* Directive *
Please return the whole listing below as a JSON list of strings, one string per line, skipping any blank lines. Leave the pictures out of your answer.

··· Materials provided

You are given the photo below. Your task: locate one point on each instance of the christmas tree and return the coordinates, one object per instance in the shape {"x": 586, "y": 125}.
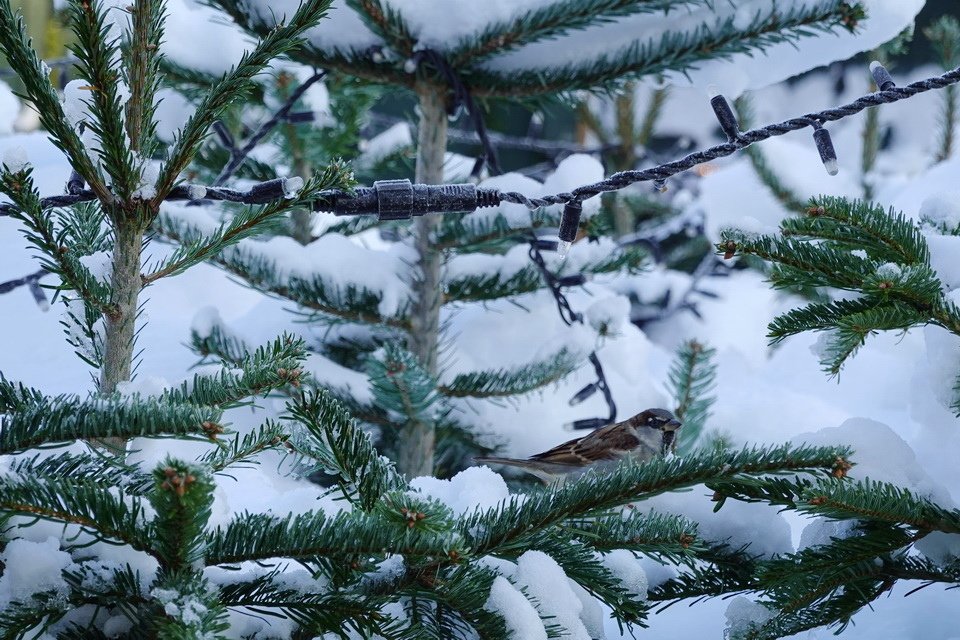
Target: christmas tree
{"x": 164, "y": 525}
{"x": 451, "y": 62}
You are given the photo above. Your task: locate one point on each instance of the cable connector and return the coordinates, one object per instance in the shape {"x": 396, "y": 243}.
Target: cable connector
{"x": 587, "y": 423}
{"x": 821, "y": 137}
{"x": 569, "y": 225}
{"x": 881, "y": 76}
{"x": 725, "y": 115}
{"x": 401, "y": 200}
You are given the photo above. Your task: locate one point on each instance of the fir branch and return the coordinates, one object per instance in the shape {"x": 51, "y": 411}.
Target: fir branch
{"x": 105, "y": 472}
{"x": 492, "y": 286}
{"x": 62, "y": 419}
{"x": 42, "y": 234}
{"x": 312, "y": 292}
{"x": 552, "y": 21}
{"x": 314, "y": 612}
{"x": 220, "y": 344}
{"x": 386, "y": 22}
{"x": 883, "y": 234}
{"x": 271, "y": 366}
{"x": 253, "y": 537}
{"x": 98, "y": 62}
{"x": 512, "y": 382}
{"x": 718, "y": 571}
{"x": 692, "y": 377}
{"x": 232, "y": 86}
{"x": 104, "y": 513}
{"x": 675, "y": 51}
{"x": 17, "y": 48}
{"x": 857, "y": 247}
{"x": 592, "y": 493}
{"x": 142, "y": 71}
{"x": 401, "y": 384}
{"x": 465, "y": 590}
{"x": 15, "y": 396}
{"x": 182, "y": 497}
{"x": 334, "y": 441}
{"x": 654, "y": 534}
{"x": 879, "y": 501}
{"x": 244, "y": 225}
{"x": 244, "y": 450}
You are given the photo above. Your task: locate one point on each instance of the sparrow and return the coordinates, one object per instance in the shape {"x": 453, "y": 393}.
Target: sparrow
{"x": 643, "y": 437}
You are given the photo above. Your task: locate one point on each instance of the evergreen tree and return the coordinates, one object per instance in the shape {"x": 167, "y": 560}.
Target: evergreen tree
{"x": 140, "y": 550}
{"x": 458, "y": 76}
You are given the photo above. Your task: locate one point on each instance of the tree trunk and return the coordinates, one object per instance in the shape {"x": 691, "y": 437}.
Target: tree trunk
{"x": 417, "y": 441}
{"x": 624, "y": 221}
{"x": 121, "y": 323}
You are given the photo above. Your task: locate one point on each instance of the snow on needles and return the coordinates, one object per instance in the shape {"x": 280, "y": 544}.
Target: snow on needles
{"x": 443, "y": 24}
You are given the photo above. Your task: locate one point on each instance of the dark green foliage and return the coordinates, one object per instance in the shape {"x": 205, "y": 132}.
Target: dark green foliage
{"x": 692, "y": 378}
{"x": 514, "y": 382}
{"x": 857, "y": 247}
{"x": 673, "y": 51}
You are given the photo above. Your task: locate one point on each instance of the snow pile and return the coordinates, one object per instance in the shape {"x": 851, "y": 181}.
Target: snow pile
{"x": 547, "y": 585}
{"x": 15, "y": 159}
{"x": 742, "y": 614}
{"x": 627, "y": 568}
{"x": 32, "y": 567}
{"x": 942, "y": 209}
{"x": 441, "y": 24}
{"x": 473, "y": 488}
{"x": 521, "y": 618}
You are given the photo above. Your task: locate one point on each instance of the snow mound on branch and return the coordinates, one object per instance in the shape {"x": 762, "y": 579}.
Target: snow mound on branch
{"x": 521, "y": 619}
{"x": 627, "y": 568}
{"x": 942, "y": 209}
{"x": 549, "y": 587}
{"x": 32, "y": 567}
{"x": 442, "y": 24}
{"x": 879, "y": 454}
{"x": 742, "y": 613}
{"x": 472, "y": 488}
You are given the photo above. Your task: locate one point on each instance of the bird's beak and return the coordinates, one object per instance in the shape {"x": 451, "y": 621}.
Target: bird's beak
{"x": 667, "y": 442}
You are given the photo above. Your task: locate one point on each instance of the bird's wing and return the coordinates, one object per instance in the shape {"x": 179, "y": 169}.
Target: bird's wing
{"x": 611, "y": 442}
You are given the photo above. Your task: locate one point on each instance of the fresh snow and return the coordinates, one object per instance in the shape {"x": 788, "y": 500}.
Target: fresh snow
{"x": 891, "y": 403}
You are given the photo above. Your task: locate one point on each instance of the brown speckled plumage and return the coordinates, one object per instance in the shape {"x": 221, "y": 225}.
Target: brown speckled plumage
{"x": 643, "y": 437}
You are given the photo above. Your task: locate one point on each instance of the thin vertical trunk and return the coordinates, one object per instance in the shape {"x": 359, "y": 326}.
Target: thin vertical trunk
{"x": 121, "y": 323}
{"x": 417, "y": 442}
{"x": 626, "y": 156}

······

* Solved problem *
[
  "You are given the photo below. Your task: locate one point on each instance of the christmas tree and return the coordinates, one object per instance in the shape {\"x\": 586, \"y\": 125}.",
  "Target: christmas tree",
  "{\"x\": 164, \"y\": 525}",
  "{\"x\": 451, \"y\": 62}",
  "You are given the photo above. Your task: locate one point on each instance of the cable connector and return the coordinates, one object per instance in the shape {\"x\": 396, \"y\": 243}.",
  "Target: cable connector",
  "{\"x\": 587, \"y\": 423}",
  "{\"x\": 821, \"y\": 137}",
  "{\"x\": 569, \"y\": 225}",
  "{\"x\": 881, \"y\": 76}",
  "{\"x\": 725, \"y\": 115}",
  "{\"x\": 401, \"y\": 200}",
  "You are given the photo above. Your task: locate one point on each instance of the fir branch and return the coordinates, one object per instance in the shape {\"x\": 51, \"y\": 411}.",
  "Target: fir branch",
  "{\"x\": 105, \"y\": 472}",
  "{\"x\": 492, \"y\": 286}",
  "{\"x\": 62, \"y\": 419}",
  "{\"x\": 42, \"y\": 234}",
  "{\"x\": 312, \"y\": 292}",
  "{\"x\": 552, \"y\": 21}",
  "{\"x\": 314, \"y\": 612}",
  "{\"x\": 220, \"y\": 344}",
  "{\"x\": 386, \"y\": 22}",
  "{\"x\": 883, \"y\": 234}",
  "{\"x\": 271, \"y\": 366}",
  "{\"x\": 253, \"y\": 537}",
  "{\"x\": 98, \"y\": 62}",
  "{\"x\": 512, \"y\": 382}",
  "{\"x\": 718, \"y\": 571}",
  "{\"x\": 692, \"y\": 377}",
  "{\"x\": 232, \"y\": 86}",
  "{\"x\": 104, \"y\": 513}",
  "{\"x\": 675, \"y\": 51}",
  "{\"x\": 17, \"y\": 48}",
  "{\"x\": 857, \"y\": 247}",
  "{\"x\": 592, \"y\": 493}",
  "{\"x\": 142, \"y\": 71}",
  "{\"x\": 401, \"y\": 384}",
  "{\"x\": 465, \"y\": 590}",
  "{\"x\": 15, \"y\": 396}",
  "{\"x\": 182, \"y\": 497}",
  "{\"x\": 334, \"y\": 441}",
  "{\"x\": 654, \"y\": 534}",
  "{\"x\": 879, \"y\": 501}",
  "{\"x\": 244, \"y\": 225}",
  "{\"x\": 244, \"y\": 450}",
  "You are given the photo above. Your task: locate one point on each instance of the sparrow and return the coordinates, one object per instance in the shape {\"x\": 453, \"y\": 393}.",
  "Target: sparrow",
  "{\"x\": 643, \"y\": 437}",
  "You are given the photo above. Your task: locate one point on each instance of the evergreen tree and return the coordinates, one object per instance in the shape {\"x\": 167, \"y\": 560}.",
  "Target: evergreen tree",
  "{\"x\": 140, \"y\": 550}",
  "{\"x\": 458, \"y\": 76}",
  "You are given the photo above. Your task: locate one point on each instance of the tree trunk and return the coordinates, one object per instance in the shape {\"x\": 691, \"y\": 437}.",
  "Target: tree trunk",
  "{\"x\": 417, \"y\": 441}",
  "{\"x\": 624, \"y\": 221}",
  "{\"x\": 121, \"y\": 323}",
  "You are given the photo above. Your task: locate one point on each instance of the snow on needles and return the coordinates, one object per instance in the shape {\"x\": 280, \"y\": 544}.",
  "Target: snow on needles",
  "{\"x\": 443, \"y\": 24}",
  "You are given the photo above. Your task: locate one point on each instance of the dark green foliage and return the coordinates, one object per instance in the shape {\"x\": 205, \"y\": 132}.",
  "Target: dark green foliage",
  "{\"x\": 692, \"y\": 378}",
  "{\"x\": 514, \"y\": 382}",
  "{\"x\": 857, \"y\": 247}",
  "{\"x\": 673, \"y\": 51}",
  "You are given the photo above. Your task: locate one point on each instance of the snow pile and return the coordinates, one object per instance in the shape {\"x\": 851, \"y\": 181}.",
  "Target: snow pile",
  "{\"x\": 547, \"y\": 585}",
  "{\"x\": 15, \"y\": 159}",
  "{\"x\": 742, \"y\": 614}",
  "{\"x\": 627, \"y\": 568}",
  "{\"x\": 32, \"y\": 567}",
  "{\"x\": 942, \"y\": 209}",
  "{\"x\": 441, \"y\": 24}",
  "{\"x\": 473, \"y\": 488}",
  "{\"x\": 521, \"y\": 618}",
  "You are given the photo above. Your task: locate one point on each instance of the snow mound on branch and return the coordinates, one object per instance in the shape {\"x\": 762, \"y\": 579}.",
  "Target: snow mound on branch",
  "{\"x\": 521, \"y\": 619}",
  "{\"x\": 627, \"y\": 568}",
  "{\"x\": 942, \"y\": 209}",
  "{\"x\": 549, \"y\": 587}",
  "{\"x\": 32, \"y\": 567}",
  "{\"x\": 442, \"y\": 24}",
  "{\"x\": 879, \"y\": 454}",
  "{\"x\": 742, \"y\": 613}",
  "{\"x\": 472, \"y\": 488}",
  "You are given the photo above. Your task: locate one point on each instance of the bird's beak and return the coordinates, one object per instance in the shape {\"x\": 451, \"y\": 621}.",
  "Target: bird's beak",
  "{\"x\": 667, \"y\": 442}",
  "You are given the photo above. Your task: locate one point on each instance of the bird's wing and return the coordinates, one object per instance in the shape {\"x\": 179, \"y\": 169}.",
  "Target: bird's wing",
  "{\"x\": 611, \"y\": 442}",
  "You are given the photo above. Your task: locate one point on each instance of the fresh snow and return the coordinates, one object per instance in the shape {\"x\": 788, \"y\": 500}.",
  "Target: fresh snow",
  "{\"x\": 891, \"y\": 403}",
  "You are given the photo above. Your task: locate one point on each instance of the brown speckled plumage and return the coordinates, one object per instance in the shape {\"x\": 221, \"y\": 225}.",
  "Target: brown speckled plumage",
  "{\"x\": 643, \"y\": 437}",
  "You are given the photo above. Your task: locate one point on each instance of the thin vertical trunk and return the coordinates, one object per instance in the shape {\"x\": 359, \"y\": 326}.",
  "Target: thin vertical trunk",
  "{\"x\": 121, \"y\": 323}",
  "{\"x\": 417, \"y\": 442}",
  "{\"x\": 626, \"y\": 156}"
]